Start SOURCE DATA
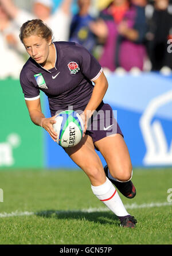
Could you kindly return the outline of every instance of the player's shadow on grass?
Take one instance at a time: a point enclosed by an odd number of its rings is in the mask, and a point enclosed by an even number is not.
[[[35,214],[36,215],[55,219],[77,219],[89,220],[89,222],[99,222],[100,224],[110,224],[114,225],[119,222],[118,217],[106,211],[83,212],[80,211],[42,211]]]

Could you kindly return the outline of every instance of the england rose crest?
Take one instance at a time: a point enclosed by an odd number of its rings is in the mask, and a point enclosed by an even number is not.
[[[78,67],[78,64],[76,62],[70,62],[68,65],[68,68],[71,71],[71,74],[76,74],[79,70],[80,68]]]

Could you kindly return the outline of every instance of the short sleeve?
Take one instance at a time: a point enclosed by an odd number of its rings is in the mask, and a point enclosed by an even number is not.
[[[91,81],[95,81],[101,75],[103,68],[96,58],[84,47],[80,46],[81,71]]]
[[[40,98],[39,89],[32,86],[22,71],[20,73],[19,81],[26,100],[34,100]]]

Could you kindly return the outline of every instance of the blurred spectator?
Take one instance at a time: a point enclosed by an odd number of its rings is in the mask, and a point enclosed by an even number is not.
[[[0,3],[0,79],[13,77],[18,79],[24,65],[24,48],[15,27]]]
[[[92,53],[96,44],[96,38],[89,28],[94,20],[89,14],[91,0],[78,0],[79,13],[73,16],[70,31],[69,41],[77,42]]]
[[[155,0],[154,5],[146,7],[147,52],[153,71],[160,71],[165,66],[172,69],[172,53],[167,52],[168,40],[172,42],[172,11],[169,3],[169,0]]]
[[[100,18],[90,25],[104,42],[101,65],[111,71],[118,67],[127,71],[132,67],[143,70],[147,29],[144,8],[129,0],[108,2],[111,3],[101,11]]]
[[[131,0],[131,2],[133,5],[145,7],[147,3],[147,0]]]
[[[33,14],[19,9],[11,0],[0,0],[4,9],[19,27],[28,20],[42,20],[53,30],[54,41],[67,41],[71,20],[70,7],[72,0],[64,0],[52,14],[52,0],[34,0]]]

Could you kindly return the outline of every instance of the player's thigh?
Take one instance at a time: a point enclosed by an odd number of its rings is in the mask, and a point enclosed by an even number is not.
[[[131,178],[132,164],[127,146],[119,134],[108,136],[95,142],[104,157],[111,174],[120,181]]]
[[[105,182],[105,176],[100,159],[96,153],[92,138],[85,135],[74,147],[65,149],[71,158],[87,174],[93,185]]]

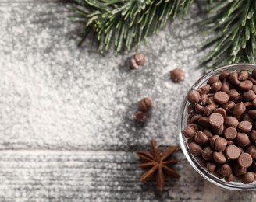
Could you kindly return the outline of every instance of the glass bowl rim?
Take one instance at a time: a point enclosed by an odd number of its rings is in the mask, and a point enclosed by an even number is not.
[[[227,70],[227,71],[234,71],[238,70],[239,68],[240,69],[243,68],[256,68],[256,64],[250,64],[250,63],[236,63],[236,64],[231,64],[227,65],[222,65],[220,66],[214,70],[212,70],[206,74],[204,74],[203,76],[201,76],[189,89],[197,89],[198,87],[201,86],[206,80],[210,78],[212,75],[218,75],[219,72]],[[179,139],[180,139],[180,144],[181,147],[181,150],[183,151],[183,153],[186,156],[186,158],[190,162],[190,165],[197,171],[197,172],[203,176],[205,179],[207,179],[208,182],[217,185],[222,188],[228,189],[228,190],[256,190],[256,179],[253,183],[250,184],[243,184],[242,183],[238,182],[226,182],[222,179],[219,179],[217,176],[209,173],[208,171],[206,171],[201,165],[200,163],[195,159],[195,157],[193,156],[190,152],[189,148],[187,147],[187,138],[183,136],[182,134],[182,126],[183,126],[183,116],[187,113],[187,95],[183,99],[183,102],[182,103],[180,110],[179,111],[179,117],[178,117],[178,134],[179,134]]]

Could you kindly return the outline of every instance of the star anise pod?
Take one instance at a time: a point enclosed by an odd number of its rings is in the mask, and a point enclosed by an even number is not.
[[[149,169],[141,175],[140,182],[146,182],[156,173],[158,189],[162,191],[165,183],[165,175],[172,178],[180,178],[180,175],[169,167],[177,162],[174,159],[169,159],[177,148],[177,146],[169,147],[161,152],[159,148],[156,146],[155,140],[151,140],[151,148],[149,152],[137,152],[137,155],[144,162],[144,163],[139,164],[139,166],[142,169]]]

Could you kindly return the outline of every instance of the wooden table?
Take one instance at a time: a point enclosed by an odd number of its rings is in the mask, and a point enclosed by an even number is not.
[[[0,0],[0,201],[255,201],[254,192],[206,182],[180,151],[180,180],[162,193],[155,182],[138,182],[135,152],[151,138],[179,145],[180,103],[203,72],[197,6],[183,24],[150,37],[140,47],[145,65],[130,71],[124,63],[135,50],[77,47],[80,25],[67,20],[68,4]],[[176,67],[186,71],[180,84],[169,78]],[[137,128],[133,114],[144,96],[154,110]]]

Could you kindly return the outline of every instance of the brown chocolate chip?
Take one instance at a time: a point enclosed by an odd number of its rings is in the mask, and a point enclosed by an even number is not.
[[[242,168],[248,168],[252,164],[252,158],[248,153],[243,153],[238,158],[237,163]]]
[[[206,161],[211,161],[212,159],[213,150],[210,147],[205,147],[203,149],[202,157]]]
[[[236,104],[233,101],[229,101],[225,105],[223,105],[223,108],[229,112],[235,106],[235,105]]]
[[[200,145],[204,145],[208,141],[208,137],[202,131],[197,131],[194,136],[194,141]]]
[[[194,156],[199,156],[202,153],[202,148],[199,145],[197,145],[194,141],[190,142],[188,144],[188,147],[190,148],[191,154]]]
[[[232,74],[230,74],[229,80],[232,84],[234,84],[234,85],[239,85],[240,84],[240,81],[238,80],[238,74],[237,74],[236,71],[233,72]]]
[[[232,168],[228,163],[225,163],[218,169],[219,174],[223,176],[228,176],[232,174]]]
[[[201,92],[200,94],[207,94],[209,92],[211,89],[211,85],[206,85],[203,87],[199,88],[198,91]]]
[[[187,94],[187,100],[190,103],[197,103],[200,100],[199,92],[197,90],[190,90]]]
[[[229,85],[229,83],[226,81],[224,81],[222,82],[222,92],[229,92],[229,89],[230,89],[230,85]]]
[[[226,117],[226,112],[223,108],[217,108],[216,110],[215,110],[213,111],[214,113],[219,113],[219,114],[221,114],[224,118]]]
[[[219,92],[222,89],[222,84],[221,82],[215,82],[211,85],[211,91],[214,92]]]
[[[239,99],[240,93],[236,89],[230,89],[228,92],[229,96],[230,96],[230,99],[232,101],[236,102]]]
[[[256,120],[256,110],[249,110],[248,113],[251,118]]]
[[[247,79],[249,77],[248,71],[246,70],[242,70],[238,75],[238,80],[240,81],[244,81]]]
[[[221,81],[224,81],[224,79],[229,79],[229,72],[228,71],[223,71],[222,73],[220,73],[219,77]]]
[[[227,140],[233,140],[236,138],[236,135],[237,135],[237,131],[234,127],[230,127],[225,130],[224,137]]]
[[[138,111],[134,113],[134,120],[137,124],[144,124],[147,121],[147,117],[144,112]]]
[[[217,165],[212,162],[206,162],[206,169],[212,174],[215,172],[216,167]]]
[[[246,152],[251,155],[251,158],[253,159],[256,159],[256,146],[255,145],[251,145],[247,148]]]
[[[225,104],[229,99],[229,96],[224,92],[218,92],[213,96],[214,101],[216,103]]]
[[[219,81],[219,77],[218,76],[212,76],[208,81],[207,84],[212,85],[214,82],[216,82]]]
[[[215,105],[208,105],[204,109],[204,113],[205,116],[209,116],[214,110],[216,109]]]
[[[212,113],[208,120],[210,125],[213,127],[220,127],[224,124],[224,118],[219,113]]]
[[[218,152],[223,152],[226,149],[226,140],[222,137],[219,137],[214,143],[215,151]]]
[[[226,182],[233,182],[236,179],[236,177],[233,175],[233,174],[230,174],[229,176],[225,176],[225,181]]]
[[[256,98],[255,92],[253,90],[245,92],[243,94],[243,98],[247,101],[251,102]]]
[[[210,127],[208,118],[206,117],[201,117],[198,119],[198,124],[203,128],[208,128]]]
[[[249,121],[243,120],[239,123],[237,127],[242,132],[249,132],[252,128],[252,125]]]
[[[224,124],[222,124],[220,127],[212,127],[212,131],[216,134],[222,134],[224,132],[225,129],[226,127]]]
[[[187,126],[182,131],[182,132],[187,138],[192,138],[194,136],[195,136],[196,133],[197,132],[197,130],[196,130],[191,126]]]
[[[248,172],[247,173],[245,173],[241,179],[241,182],[244,184],[249,184],[254,182],[255,179],[255,176],[254,172]]]
[[[213,152],[213,158],[218,163],[224,163],[226,161],[223,152]]]
[[[184,80],[185,73],[181,68],[175,68],[170,71],[170,78],[173,82],[180,82]]]
[[[140,111],[147,112],[152,109],[151,101],[148,97],[144,97],[138,103],[138,109]]]
[[[250,80],[245,80],[239,84],[239,88],[243,91],[248,91],[252,88],[253,83]]]
[[[250,140],[251,140],[251,142],[253,142],[254,144],[256,143],[256,131],[255,131],[255,130],[252,130],[252,131],[251,131]]]
[[[201,114],[194,114],[190,119],[192,124],[197,123],[198,120],[202,117]]]
[[[227,127],[236,127],[238,126],[239,121],[238,121],[238,120],[236,117],[231,117],[231,116],[228,116],[228,117],[226,117],[225,118],[224,124]]]
[[[213,135],[212,138],[209,138],[209,142],[210,142],[210,146],[214,148],[214,145],[215,145],[215,142],[216,141],[216,139],[219,138],[219,135]]]
[[[207,94],[202,94],[201,96],[201,103],[202,106],[205,106],[207,103],[207,99],[208,99],[208,96]]]
[[[236,142],[237,145],[244,148],[251,144],[249,137],[245,133],[237,133]]]
[[[240,156],[240,150],[235,145],[229,145],[225,150],[225,154],[228,159],[235,160]]]
[[[246,168],[242,168],[236,163],[233,166],[233,172],[235,176],[239,176],[244,175],[247,172],[247,170]]]
[[[233,115],[236,117],[241,116],[245,112],[245,106],[240,102],[236,104],[233,110]]]

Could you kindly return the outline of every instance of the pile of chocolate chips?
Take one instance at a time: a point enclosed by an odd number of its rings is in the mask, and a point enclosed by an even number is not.
[[[256,69],[210,78],[187,95],[189,118],[183,134],[193,155],[227,182],[256,179]]]

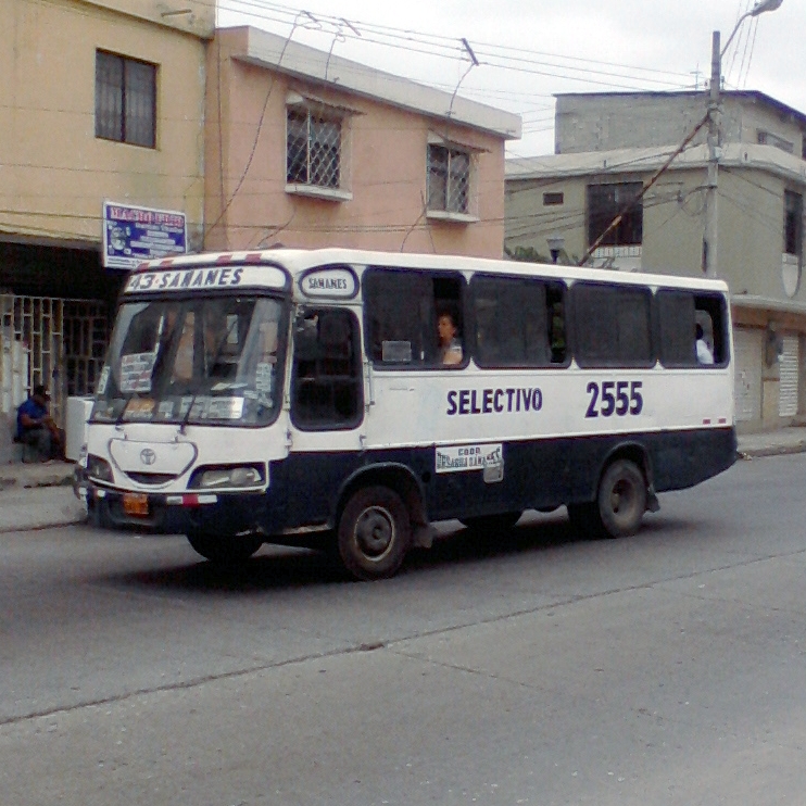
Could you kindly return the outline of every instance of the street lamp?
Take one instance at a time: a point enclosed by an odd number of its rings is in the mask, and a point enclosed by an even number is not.
[[[781,8],[783,0],[759,0],[750,11],[736,21],[725,48],[719,47],[719,32],[711,37],[710,50],[710,95],[708,97],[708,184],[705,197],[705,238],[703,239],[703,270],[706,277],[717,276],[717,182],[719,179],[719,111],[720,86],[722,83],[722,56],[733,37],[748,16],[758,16],[766,11]]]
[[[545,242],[549,244],[549,254],[552,256],[552,263],[556,263],[565,245],[565,238],[562,235],[550,235],[545,239]]]

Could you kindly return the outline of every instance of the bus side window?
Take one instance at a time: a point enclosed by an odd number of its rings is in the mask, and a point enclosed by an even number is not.
[[[540,279],[477,276],[470,282],[480,367],[565,361],[563,288]]]
[[[363,378],[358,322],[351,311],[307,308],[294,325],[291,419],[301,430],[361,423]]]
[[[445,344],[440,344],[439,319],[451,317],[453,356],[464,345],[464,278],[439,273],[370,268],[364,274],[366,352],[376,367],[441,367]]]
[[[640,286],[577,282],[575,357],[584,367],[652,366],[652,292]]]
[[[366,352],[376,366],[421,366],[430,333],[431,288],[416,272],[364,275]]]

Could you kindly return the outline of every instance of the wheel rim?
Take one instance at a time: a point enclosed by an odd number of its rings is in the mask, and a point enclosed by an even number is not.
[[[356,518],[354,534],[358,551],[365,557],[380,559],[394,543],[394,518],[385,507],[370,506]]]
[[[630,520],[638,504],[638,491],[628,479],[617,479],[610,490],[610,512],[620,521]]]

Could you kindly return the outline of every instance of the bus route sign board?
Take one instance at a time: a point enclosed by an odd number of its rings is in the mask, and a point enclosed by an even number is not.
[[[143,261],[185,254],[188,230],[185,213],[103,203],[104,268],[137,268]]]

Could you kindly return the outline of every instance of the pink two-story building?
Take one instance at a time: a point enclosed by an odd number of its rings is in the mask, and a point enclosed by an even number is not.
[[[520,118],[252,27],[207,51],[205,249],[501,257]]]

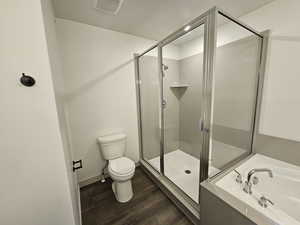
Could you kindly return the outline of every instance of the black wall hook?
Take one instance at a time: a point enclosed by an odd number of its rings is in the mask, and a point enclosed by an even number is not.
[[[22,77],[20,78],[21,83],[26,87],[31,87],[35,84],[35,80],[33,77],[25,75],[22,73]]]

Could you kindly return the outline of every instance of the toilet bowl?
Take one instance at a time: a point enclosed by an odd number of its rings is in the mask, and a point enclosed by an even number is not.
[[[108,174],[114,181],[112,189],[119,202],[128,202],[133,197],[131,178],[134,172],[134,162],[126,157],[109,161]]]
[[[124,157],[125,134],[111,134],[98,138],[104,159],[108,160],[108,174],[113,180],[112,190],[117,201],[128,202],[133,197],[131,178],[134,176],[134,162]]]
End SOURCE DATA
:: YOUR INSTRUCTIONS ::
Copy out word for word the lines from the one containing "pink two-story building?" through the end of the lines, both ends included, leaving out the pictures.

:: SOLUTION ::
Could you kindly return the outline of every instance of the pink two-story building?
Take one instance at a time: a point enclosed by an odd number of its rings is in the mask, and a point enclosed by an even number is not.
[[[520,118],[252,27],[207,51],[205,249],[501,257]]]

Could you kindly return the outline of every instance of the black wall hook?
Take one instance at a time: a point enclosed by an odd number of its rings is in the mask, and a point enclosed by an even number is not.
[[[22,77],[20,78],[21,83],[26,87],[31,87],[35,84],[35,80],[33,77],[25,75],[22,73]]]

Could you kindly return the outline of every instance of the toilet bowl?
Take one instance at a time: a point enclosed by an odd number of its rings is in the mask, and a point enclosed by an even number is not.
[[[108,174],[114,181],[112,189],[119,202],[128,202],[133,197],[131,178],[134,172],[134,162],[126,157],[109,161]]]
[[[124,157],[125,134],[111,134],[98,138],[104,159],[108,160],[108,174],[113,180],[112,190],[117,201],[128,202],[133,197],[131,178],[134,176],[134,162]]]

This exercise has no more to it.